*PASSAGE:*
>>>

Snapping a six-month declining streak, two-wheeler registrations rose in December year-on-year (YoY), re-affirming the preference for personal transportation amid the pandemic. The increase is attributable to gradual improvement in buyers’ sentiments and last year’s low base.
Registration of top five two-wheeler makers in December saw 11 per cent jump YoY to 1,412,000 units, shows data captured by the VAHAN portal. It last rose in February by 1.52 per cent, plummeting in the high double-digits thereafter till November. The data may not be precise, given the two-three week lag in registrations versus retails (sales to customers) and because it only captures 86 per cent of industry’s retails, but it is a fair representation of the broader trend.
Two-wheeler sales in India, the world’s largest market, have been under pressure as a majority of educational institutions and offices remain closed because of the pandemic. With gradual resumption of offices and institutions, sales have been picking up month-on-month, albeit on the low base of last year.

<<<

*DATA SUPPLIED:*
>>>

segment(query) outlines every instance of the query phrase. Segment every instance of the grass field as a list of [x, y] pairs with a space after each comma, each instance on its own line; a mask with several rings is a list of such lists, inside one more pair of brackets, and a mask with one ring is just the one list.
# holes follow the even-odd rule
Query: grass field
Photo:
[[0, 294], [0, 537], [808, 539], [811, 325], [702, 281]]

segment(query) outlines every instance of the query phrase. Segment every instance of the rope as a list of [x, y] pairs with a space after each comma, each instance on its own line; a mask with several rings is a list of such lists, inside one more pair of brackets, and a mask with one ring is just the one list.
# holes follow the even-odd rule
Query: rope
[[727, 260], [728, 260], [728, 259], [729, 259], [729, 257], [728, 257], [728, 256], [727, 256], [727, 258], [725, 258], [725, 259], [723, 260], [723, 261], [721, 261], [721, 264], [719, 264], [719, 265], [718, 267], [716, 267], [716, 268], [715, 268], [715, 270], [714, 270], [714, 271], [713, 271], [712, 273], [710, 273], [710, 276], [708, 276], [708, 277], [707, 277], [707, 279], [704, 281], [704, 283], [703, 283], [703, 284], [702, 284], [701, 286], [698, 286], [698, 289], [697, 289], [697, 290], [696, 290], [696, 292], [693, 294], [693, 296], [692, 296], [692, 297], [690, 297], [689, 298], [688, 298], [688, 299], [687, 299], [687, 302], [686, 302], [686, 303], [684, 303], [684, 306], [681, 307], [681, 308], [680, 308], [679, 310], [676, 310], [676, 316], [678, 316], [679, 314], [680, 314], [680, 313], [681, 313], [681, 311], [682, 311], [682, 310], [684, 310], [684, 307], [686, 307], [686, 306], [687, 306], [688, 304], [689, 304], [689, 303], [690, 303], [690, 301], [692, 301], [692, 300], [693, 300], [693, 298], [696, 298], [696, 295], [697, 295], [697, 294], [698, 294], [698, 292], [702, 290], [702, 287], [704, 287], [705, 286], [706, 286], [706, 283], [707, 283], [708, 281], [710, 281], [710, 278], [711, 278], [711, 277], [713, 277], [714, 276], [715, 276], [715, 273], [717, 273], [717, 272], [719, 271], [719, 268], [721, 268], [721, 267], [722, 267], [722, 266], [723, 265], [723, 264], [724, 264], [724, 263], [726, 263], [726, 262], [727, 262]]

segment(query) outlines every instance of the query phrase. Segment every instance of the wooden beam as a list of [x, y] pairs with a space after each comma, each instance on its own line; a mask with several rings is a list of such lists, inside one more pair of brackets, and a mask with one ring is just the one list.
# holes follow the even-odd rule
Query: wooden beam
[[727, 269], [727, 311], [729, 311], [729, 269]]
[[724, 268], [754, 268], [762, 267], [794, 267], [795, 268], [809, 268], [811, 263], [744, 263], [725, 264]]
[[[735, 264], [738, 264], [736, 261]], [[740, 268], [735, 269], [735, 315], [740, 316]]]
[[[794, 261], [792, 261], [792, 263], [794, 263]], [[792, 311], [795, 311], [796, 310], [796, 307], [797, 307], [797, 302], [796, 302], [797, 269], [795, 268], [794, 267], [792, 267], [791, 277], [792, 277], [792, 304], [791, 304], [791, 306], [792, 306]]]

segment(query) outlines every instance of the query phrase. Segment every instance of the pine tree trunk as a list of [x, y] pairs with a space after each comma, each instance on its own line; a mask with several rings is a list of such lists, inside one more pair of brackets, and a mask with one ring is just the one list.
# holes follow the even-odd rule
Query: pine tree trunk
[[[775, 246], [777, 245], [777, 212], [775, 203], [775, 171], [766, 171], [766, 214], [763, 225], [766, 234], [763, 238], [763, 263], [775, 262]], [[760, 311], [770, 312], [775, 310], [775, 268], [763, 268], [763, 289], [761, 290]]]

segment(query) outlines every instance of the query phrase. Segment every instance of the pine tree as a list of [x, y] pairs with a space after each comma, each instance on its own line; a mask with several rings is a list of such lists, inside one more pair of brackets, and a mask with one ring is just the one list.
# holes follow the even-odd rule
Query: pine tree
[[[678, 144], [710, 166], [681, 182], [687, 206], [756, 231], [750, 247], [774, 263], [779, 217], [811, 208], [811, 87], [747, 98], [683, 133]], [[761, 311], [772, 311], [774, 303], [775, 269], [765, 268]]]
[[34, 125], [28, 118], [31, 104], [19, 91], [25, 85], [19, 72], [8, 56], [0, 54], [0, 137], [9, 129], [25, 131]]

<<<

*WHAT TO WORK ON:*
**a.** List every percentage figure that appears in the two-wheeler registrations passage.
**b.** Repeat the two-wheeler registrations passage word for word from "Snapping a six-month" up to and including "the broader trend.".

*RESULTS:*
**a.**
- 11 per cent
- 1.52 per cent
- 86 per cent

**b.**
Snapping a six-month declining streak, two-wheeler registrations rose in December year-on-year (YoY), re-affirming the preference for personal transportation amid the pandemic. The increase is attributable to gradual improvement in buyers’ sentiments and last year’s low base.
Registration of top five two-wheeler makers in December saw 11 per cent jump YoY to 1,412,000 units, shows data captured by the VAHAN portal. It last rose in February by 1.52 per cent, plummeting in the high double-digits thereafter till November. The data may not be precise, given the two-three week lag in registrations versus retails (sales to customers) and because it only captures 86 per cent of industry’s retails, but it is a fair representation of the broader trend.